Pick out each row below that contains the word "line" and copy those rows in full.

__INPUT ROWS__
[BEGIN]

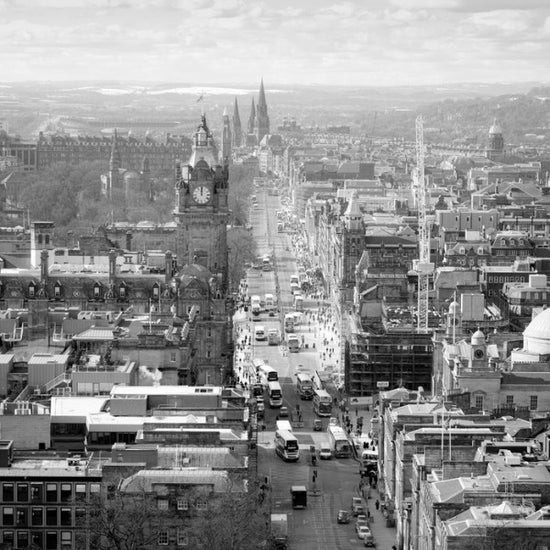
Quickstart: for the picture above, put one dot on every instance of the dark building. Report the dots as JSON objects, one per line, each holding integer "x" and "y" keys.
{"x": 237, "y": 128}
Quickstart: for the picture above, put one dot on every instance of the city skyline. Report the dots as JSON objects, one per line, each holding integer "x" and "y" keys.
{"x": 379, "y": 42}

[END]
[BEGIN]

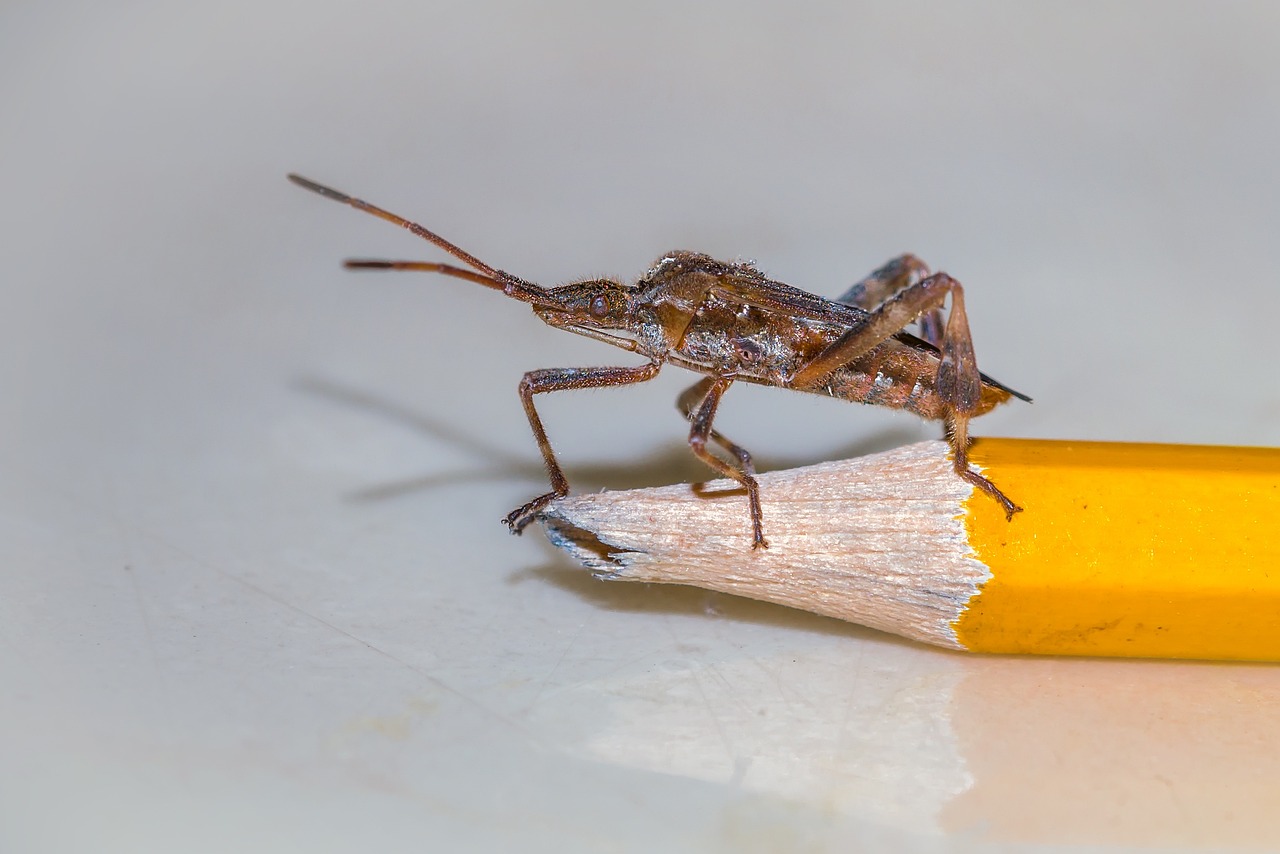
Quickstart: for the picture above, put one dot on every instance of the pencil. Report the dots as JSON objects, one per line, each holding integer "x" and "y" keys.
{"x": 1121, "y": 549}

[END]
[BEGIN]

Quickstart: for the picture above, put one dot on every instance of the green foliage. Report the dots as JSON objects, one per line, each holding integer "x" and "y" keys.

[END]

__FULL OUTPUT__
Quickstart: for the picture above, put one dot on every instance of the dark building. Report the dots as JSON objects, one per line, each holding integer "x" and "y" keys.
Quickstart: for the picture above, put one dot on every instance of the city skyline. Report the dots as JSON objects, one per line, each holding integer "x" and "y" keys.
Quickstart: for the picture above, put one dot on every instance of the pencil. Report the dots as JSON objects, one per line, each holding integer "x" and "y" keys.
Quickstart: for the picture above, put one dot on every instance of the green foliage. Report the dots as JSON objects, one per line, each holding integer "x" and "y" keys.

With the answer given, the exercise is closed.